## What is being asked
Beginning with the line that contains "of the park", extract each line through the end of the listing below, with no additions or omissions.

## Input rows
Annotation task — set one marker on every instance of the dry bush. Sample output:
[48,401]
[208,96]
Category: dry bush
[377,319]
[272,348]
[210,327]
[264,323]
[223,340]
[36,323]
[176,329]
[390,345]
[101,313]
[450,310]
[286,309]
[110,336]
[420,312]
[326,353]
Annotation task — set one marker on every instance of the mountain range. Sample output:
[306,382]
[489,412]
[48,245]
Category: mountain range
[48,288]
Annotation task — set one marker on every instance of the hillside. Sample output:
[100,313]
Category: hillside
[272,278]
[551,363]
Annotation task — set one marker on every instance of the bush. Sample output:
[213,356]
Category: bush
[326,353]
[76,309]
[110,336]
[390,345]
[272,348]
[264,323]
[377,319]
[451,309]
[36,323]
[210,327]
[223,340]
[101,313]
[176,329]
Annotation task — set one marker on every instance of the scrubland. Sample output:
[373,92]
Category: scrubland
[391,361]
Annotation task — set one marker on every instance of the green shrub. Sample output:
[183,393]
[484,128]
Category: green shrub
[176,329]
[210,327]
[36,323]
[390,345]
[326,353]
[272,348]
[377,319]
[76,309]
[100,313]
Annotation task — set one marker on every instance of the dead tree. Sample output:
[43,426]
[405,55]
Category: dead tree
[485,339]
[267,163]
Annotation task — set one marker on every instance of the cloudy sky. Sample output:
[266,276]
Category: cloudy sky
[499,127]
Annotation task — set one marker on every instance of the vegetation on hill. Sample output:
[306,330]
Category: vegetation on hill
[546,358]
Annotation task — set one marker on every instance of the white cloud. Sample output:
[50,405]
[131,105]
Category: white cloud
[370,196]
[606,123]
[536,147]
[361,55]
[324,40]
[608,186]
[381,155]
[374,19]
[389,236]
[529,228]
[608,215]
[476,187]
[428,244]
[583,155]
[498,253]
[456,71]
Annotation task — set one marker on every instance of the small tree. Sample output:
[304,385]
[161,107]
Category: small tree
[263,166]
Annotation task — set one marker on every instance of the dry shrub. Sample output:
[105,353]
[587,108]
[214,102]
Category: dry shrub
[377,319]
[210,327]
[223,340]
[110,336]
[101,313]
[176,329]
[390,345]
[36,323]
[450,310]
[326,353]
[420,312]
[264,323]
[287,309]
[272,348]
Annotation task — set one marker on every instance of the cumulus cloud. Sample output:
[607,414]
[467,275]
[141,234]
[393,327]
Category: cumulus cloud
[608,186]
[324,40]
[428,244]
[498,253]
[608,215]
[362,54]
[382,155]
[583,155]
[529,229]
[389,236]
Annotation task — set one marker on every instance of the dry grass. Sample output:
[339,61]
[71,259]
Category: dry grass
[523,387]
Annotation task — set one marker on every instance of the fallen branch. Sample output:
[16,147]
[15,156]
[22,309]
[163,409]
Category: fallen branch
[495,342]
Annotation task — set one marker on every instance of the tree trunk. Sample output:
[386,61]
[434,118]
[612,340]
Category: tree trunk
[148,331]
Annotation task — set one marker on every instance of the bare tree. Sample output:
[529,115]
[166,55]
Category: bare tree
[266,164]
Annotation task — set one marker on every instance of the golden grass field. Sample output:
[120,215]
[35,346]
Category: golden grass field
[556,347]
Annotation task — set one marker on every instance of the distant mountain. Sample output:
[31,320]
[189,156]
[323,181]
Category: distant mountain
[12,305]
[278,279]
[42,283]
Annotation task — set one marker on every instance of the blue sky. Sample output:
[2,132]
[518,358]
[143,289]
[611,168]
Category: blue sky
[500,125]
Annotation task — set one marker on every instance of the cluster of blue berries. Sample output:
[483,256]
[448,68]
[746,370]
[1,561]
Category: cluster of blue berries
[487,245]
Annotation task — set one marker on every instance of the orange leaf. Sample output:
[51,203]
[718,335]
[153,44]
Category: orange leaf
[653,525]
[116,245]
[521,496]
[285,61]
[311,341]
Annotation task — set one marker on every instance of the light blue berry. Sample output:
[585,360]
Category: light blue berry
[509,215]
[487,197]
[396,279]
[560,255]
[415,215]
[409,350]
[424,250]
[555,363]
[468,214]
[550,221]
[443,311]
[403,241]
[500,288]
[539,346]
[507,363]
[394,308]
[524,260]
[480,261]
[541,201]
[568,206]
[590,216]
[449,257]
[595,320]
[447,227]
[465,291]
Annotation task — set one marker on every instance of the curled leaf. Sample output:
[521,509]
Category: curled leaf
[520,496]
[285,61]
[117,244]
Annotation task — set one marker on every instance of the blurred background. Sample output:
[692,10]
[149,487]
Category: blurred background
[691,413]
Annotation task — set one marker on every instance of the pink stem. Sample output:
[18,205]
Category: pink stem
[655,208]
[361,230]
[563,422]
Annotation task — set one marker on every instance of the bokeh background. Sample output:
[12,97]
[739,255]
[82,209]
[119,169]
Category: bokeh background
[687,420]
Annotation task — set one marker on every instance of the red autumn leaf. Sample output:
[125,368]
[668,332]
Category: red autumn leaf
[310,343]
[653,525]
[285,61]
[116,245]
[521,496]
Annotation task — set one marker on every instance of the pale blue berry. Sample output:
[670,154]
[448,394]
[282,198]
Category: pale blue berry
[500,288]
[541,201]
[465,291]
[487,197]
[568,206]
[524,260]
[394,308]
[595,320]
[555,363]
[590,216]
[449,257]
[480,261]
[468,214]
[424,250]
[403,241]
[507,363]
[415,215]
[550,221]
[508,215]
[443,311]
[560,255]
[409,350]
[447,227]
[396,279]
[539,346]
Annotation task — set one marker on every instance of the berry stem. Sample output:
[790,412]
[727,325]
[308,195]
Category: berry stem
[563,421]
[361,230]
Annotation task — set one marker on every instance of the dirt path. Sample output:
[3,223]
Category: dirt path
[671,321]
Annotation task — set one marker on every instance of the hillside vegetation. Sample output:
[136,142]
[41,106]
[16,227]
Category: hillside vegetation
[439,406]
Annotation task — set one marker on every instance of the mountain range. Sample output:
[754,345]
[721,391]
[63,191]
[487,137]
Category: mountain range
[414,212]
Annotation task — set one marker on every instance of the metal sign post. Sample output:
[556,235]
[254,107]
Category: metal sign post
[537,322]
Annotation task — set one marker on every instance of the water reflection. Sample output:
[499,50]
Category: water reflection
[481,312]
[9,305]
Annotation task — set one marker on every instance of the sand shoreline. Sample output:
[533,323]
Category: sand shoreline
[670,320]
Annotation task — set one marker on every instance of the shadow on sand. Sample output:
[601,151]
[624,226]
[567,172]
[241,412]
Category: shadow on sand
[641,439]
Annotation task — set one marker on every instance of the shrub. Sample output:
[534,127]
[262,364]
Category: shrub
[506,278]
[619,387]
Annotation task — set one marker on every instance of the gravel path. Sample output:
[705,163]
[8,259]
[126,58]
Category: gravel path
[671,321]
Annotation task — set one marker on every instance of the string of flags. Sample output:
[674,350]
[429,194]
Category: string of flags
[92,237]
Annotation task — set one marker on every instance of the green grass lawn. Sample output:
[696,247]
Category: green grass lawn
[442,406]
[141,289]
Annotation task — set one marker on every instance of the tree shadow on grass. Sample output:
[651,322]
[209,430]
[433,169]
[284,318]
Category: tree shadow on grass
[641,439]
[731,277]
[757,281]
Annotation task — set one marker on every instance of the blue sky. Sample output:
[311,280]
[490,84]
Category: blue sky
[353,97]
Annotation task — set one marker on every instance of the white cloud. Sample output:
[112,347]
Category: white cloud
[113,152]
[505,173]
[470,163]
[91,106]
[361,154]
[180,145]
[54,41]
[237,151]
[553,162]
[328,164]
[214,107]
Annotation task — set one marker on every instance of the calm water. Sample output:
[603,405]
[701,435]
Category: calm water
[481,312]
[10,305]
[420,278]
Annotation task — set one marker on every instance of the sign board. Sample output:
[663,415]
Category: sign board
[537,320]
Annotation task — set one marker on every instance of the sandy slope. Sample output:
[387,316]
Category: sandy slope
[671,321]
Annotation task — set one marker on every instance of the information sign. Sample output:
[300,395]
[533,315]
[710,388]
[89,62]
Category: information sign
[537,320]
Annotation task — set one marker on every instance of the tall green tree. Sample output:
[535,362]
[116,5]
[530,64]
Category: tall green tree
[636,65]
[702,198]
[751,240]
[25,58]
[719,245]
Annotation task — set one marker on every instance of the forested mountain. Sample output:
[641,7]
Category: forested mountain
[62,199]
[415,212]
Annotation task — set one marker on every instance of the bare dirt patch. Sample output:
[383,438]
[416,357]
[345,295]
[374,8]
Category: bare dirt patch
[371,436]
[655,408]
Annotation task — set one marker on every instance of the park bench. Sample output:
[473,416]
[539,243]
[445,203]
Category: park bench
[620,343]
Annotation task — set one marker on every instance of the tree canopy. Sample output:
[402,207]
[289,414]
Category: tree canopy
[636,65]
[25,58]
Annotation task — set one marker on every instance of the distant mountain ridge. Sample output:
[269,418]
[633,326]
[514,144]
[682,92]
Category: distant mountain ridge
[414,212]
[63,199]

## Result for this exercise
Annotation task — set one marker on every instance of the park bench. Sample output:
[473,416]
[539,243]
[445,203]
Category: park bench
[620,343]
Annotation task — set one marker on every instance of the tree canopy. Sample output:
[402,207]
[289,414]
Category: tree canopy
[636,65]
[25,58]
Annotation task — set one marker on every instance of the distant mountain ridge. Sample output:
[269,418]
[633,326]
[514,144]
[682,92]
Category: distant mountain ridge
[414,212]
[63,199]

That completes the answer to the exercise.